# Raw records
## START
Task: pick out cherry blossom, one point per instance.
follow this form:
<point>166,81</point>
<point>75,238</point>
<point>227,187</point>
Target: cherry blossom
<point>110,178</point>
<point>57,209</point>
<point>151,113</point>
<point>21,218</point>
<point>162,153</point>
## END
# Requirement
Filter the records down to the lines containing the string "point", copying each such line. Matching is case-sensitive.

# Written answer
Task: pick out cherry blossom, one point per instance.
<point>166,81</point>
<point>75,238</point>
<point>227,187</point>
<point>110,178</point>
<point>57,209</point>
<point>151,113</point>
<point>21,218</point>
<point>162,153</point>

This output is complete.